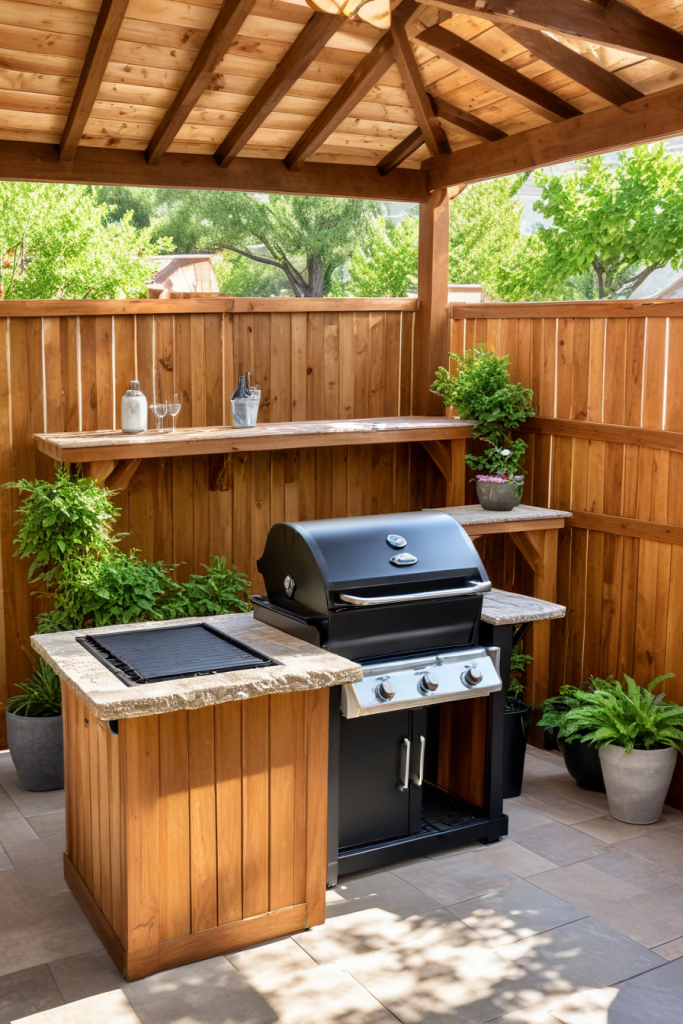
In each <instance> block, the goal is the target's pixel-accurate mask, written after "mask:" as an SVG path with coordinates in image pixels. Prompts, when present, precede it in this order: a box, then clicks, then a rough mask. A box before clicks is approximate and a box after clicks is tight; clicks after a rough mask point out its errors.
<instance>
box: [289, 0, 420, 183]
mask: <svg viewBox="0 0 683 1024" xmlns="http://www.w3.org/2000/svg"><path fill="white" fill-rule="evenodd" d="M422 9H423V8H422V7H421V5H420V4H419V3H416V2H415V0H403V2H402V3H401V4H400V5H399V6H398V7H397V8H396V9H395V10H394V11H393V13H392V19H393V24H394V26H395V25H399V24H400V25H404V26H405V28H407V30H408V31H409V34H410V29H409V26H411V23H412V22H413V20H414V19H415V18H416V17H417V16H418V15H419V14H420V12H421V10H422ZM391 46H392V39H391V33H390V32H386V33H385V34H384V35H383V36H382V38H381V39H380V40H379V42H378V43H376V44H375V46H374V47H373V49H372V50H371V51H370V53H367V54H366V56H365V57H364V58H362V60H360V62H359V63H358V65H356V67H355V68H354V69H353V71H352V72H351V74H350V75H349V76H348V78H347V79H346V81H345V82H344V84H343V85H342V86H340V88H339V89H338V90H337V92H336V93H335V95H334V96H333V97H332V99H331V100H330V102H329V103H328V104H327V106H325V108H324V110H322V111H321V113H319V114H318V115H317V117H316V118H314V120H313V121H312V122H311V123H310V124H309V125H308V127H307V128H306V130H305V131H304V132H303V134H302V135H301V138H300V139H299V140H298V141H297V143H296V144H295V145H294V146H293V147H292V150H291V151H290V153H288V155H287V157H286V158H285V163H286V165H287V167H288V168H289V170H290V171H300V170H301V168H302V167H303V165H304V164H305V163H306V161H307V160H309V159H310V157H312V156H313V154H314V153H316V152H317V151H318V150H319V147H321V146H322V145H323V144H324V143H325V141H326V139H328V138H329V137H330V135H332V133H333V132H334V131H336V129H337V128H338V127H339V125H340V124H341V123H342V121H343V120H344V118H347V117H348V116H349V114H350V113H351V111H352V110H353V109H354V108H355V106H357V105H358V103H359V102H360V100H361V99H362V98H364V97H365V96H367V95H368V93H369V92H370V90H371V89H372V88H373V86H374V85H377V83H378V82H379V80H380V79H381V78H382V75H385V74H386V72H388V70H389V68H391V66H392V63H393V53H392V50H391Z"/></svg>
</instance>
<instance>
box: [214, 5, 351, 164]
mask: <svg viewBox="0 0 683 1024" xmlns="http://www.w3.org/2000/svg"><path fill="white" fill-rule="evenodd" d="M345 24H346V17H344V16H343V15H340V14H321V13H319V12H315V13H314V14H313V15H312V16H311V17H310V18H309V20H308V22H307V23H306V24H305V25H304V27H303V29H302V30H301V32H300V33H299V35H298V36H297V38H296V39H295V40H294V42H293V43H292V45H291V46H290V48H289V50H288V51H287V52H286V53H285V56H284V57H283V59H282V60H281V61H280V63H279V65H278V67H276V68H275V70H274V71H273V73H272V75H270V77H269V78H268V79H267V80H266V81H265V82H264V83H263V85H262V86H261V88H260V89H259V91H258V93H257V95H256V96H254V98H253V99H252V101H251V103H250V104H249V106H248V108H247V110H246V111H245V112H244V114H243V115H242V116H241V117H240V119H239V120H238V122H237V124H236V125H233V126H232V128H231V129H230V131H229V132H228V133H227V135H226V136H225V138H224V139H223V141H222V142H221V144H220V145H219V146H218V148H217V150H216V153H215V155H214V156H215V160H216V163H217V164H218V166H219V167H227V165H228V164H229V163H230V162H231V161H232V160H234V158H236V157H237V156H238V154H239V153H240V151H241V150H243V148H244V146H245V145H246V144H247V142H248V141H249V139H250V138H251V137H252V135H253V134H254V133H255V132H256V131H257V130H258V128H260V127H261V125H262V124H263V122H264V121H265V119H266V118H267V116H268V114H270V113H271V112H272V111H273V110H274V109H275V106H276V105H278V103H279V102H280V101H281V99H283V97H284V96H285V95H286V94H287V93H288V92H289V90H290V89H291V88H292V86H293V85H294V83H295V82H296V81H297V80H298V79H299V78H301V76H302V75H303V73H304V72H305V70H306V68H308V66H309V65H310V63H311V61H313V60H314V59H315V57H316V56H317V55H318V53H319V52H321V50H322V49H323V48H324V47H325V46H327V44H328V43H329V42H330V40H331V39H332V37H333V36H334V34H335V33H336V32H339V30H340V29H341V28H343V26H344V25H345Z"/></svg>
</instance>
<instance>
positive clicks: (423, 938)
mask: <svg viewBox="0 0 683 1024" xmlns="http://www.w3.org/2000/svg"><path fill="white" fill-rule="evenodd" d="M434 918H436V915H434ZM469 936H474V938H473V939H472V940H470V939H469ZM337 967H338V968H341V969H343V970H344V971H348V972H349V973H350V974H352V975H353V977H354V978H356V979H357V980H358V981H359V982H360V984H361V985H364V986H365V987H366V988H367V989H368V990H369V991H370V992H371V993H372V994H373V995H374V996H375V997H376V998H378V999H379V1000H380V1001H381V1002H382V1004H383V1005H384V1006H385V1007H386V1008H387V1009H388V1010H390V1011H391V1013H392V1014H394V1015H395V1016H396V1017H397V1018H398V1020H399V1021H401V1022H403V1024H483V1022H485V1021H492V1020H497V1019H498V1018H499V1017H501V1016H503V1015H505V1014H507V1013H511V1012H512V1011H522V1010H524V1011H528V1009H529V1008H538V1007H539V1006H540V1005H541V1004H543V1001H544V1000H545V999H547V998H548V996H551V995H558V994H565V993H567V992H569V991H571V990H572V987H571V986H567V985H566V984H565V983H564V982H563V980H562V978H561V977H560V976H559V975H554V976H553V977H552V979H550V980H549V979H548V978H547V977H545V976H542V975H540V974H539V975H537V976H535V977H531V976H530V975H529V974H528V973H527V972H526V971H525V970H524V969H523V968H520V967H519V966H518V965H516V964H513V963H511V962H509V961H505V959H504V958H503V957H501V956H500V955H499V954H498V953H496V952H494V950H493V949H488V948H486V946H485V943H484V942H483V941H482V940H481V939H479V937H478V936H477V935H476V933H475V932H473V931H472V930H471V929H466V928H465V926H463V924H462V922H459V921H456V920H455V919H453V918H452V919H451V925H446V924H443V923H442V919H440V918H439V920H438V921H434V920H431V921H429V922H426V923H424V925H423V927H422V928H420V929H419V930H418V931H416V932H415V933H414V934H412V935H411V936H410V937H407V938H405V940H404V941H403V942H402V943H400V944H399V945H393V944H392V945H391V946H390V947H385V948H383V949H381V950H378V951H377V952H374V953H366V954H365V955H360V956H352V957H348V958H347V959H342V961H339V962H338V964H337ZM522 1019H523V1018H522Z"/></svg>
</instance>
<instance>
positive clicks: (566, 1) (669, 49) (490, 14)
mask: <svg viewBox="0 0 683 1024" xmlns="http://www.w3.org/2000/svg"><path fill="white" fill-rule="evenodd" d="M437 6H438V7H441V8H446V9H449V10H452V11H453V12H454V13H456V14H474V15H475V16H476V17H483V18H485V19H486V20H490V22H516V23H517V24H518V25H526V26H528V27H529V28H531V29H548V30H549V31H551V32H561V33H563V34H564V35H566V36H575V37H577V38H578V39H585V40H587V41H588V42H591V43H600V44H601V45H603V46H611V47H613V48H614V49H617V50H626V52H627V53H639V54H641V55H642V56H647V57H654V58H655V59H656V60H663V61H665V63H673V65H675V66H676V67H678V66H680V65H681V63H683V35H681V34H680V33H679V32H676V31H675V30H674V29H670V28H669V26H667V25H663V23H661V22H655V20H654V19H653V18H651V17H647V15H646V14H641V12H640V11H639V10H636V9H635V8H634V7H629V6H627V4H625V3H620V2H618V0H615V2H614V3H612V4H610V5H609V6H603V5H602V4H600V3H587V2H586V0H438V3H437Z"/></svg>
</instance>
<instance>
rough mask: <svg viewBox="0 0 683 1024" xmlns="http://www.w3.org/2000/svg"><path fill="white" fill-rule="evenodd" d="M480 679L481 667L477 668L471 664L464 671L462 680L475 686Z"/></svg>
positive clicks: (469, 683) (478, 681)
mask: <svg viewBox="0 0 683 1024" xmlns="http://www.w3.org/2000/svg"><path fill="white" fill-rule="evenodd" d="M482 679H483V676H482V674H481V669H477V667H476V665H473V666H472V667H471V668H470V669H468V670H467V672H466V673H465V677H464V680H463V682H464V683H466V685H467V686H476V684H477V683H480V682H481V680H482Z"/></svg>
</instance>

• PROBLEM REQUIREMENTS:
Among the lines above, which ones hold the string "positive"? Show them.

• REPLY TO THE EXERCISE:
positive clicks: (423, 938)
positive clicks: (566, 1) (669, 49) (490, 14)
positive clicks: (469, 683) (478, 681)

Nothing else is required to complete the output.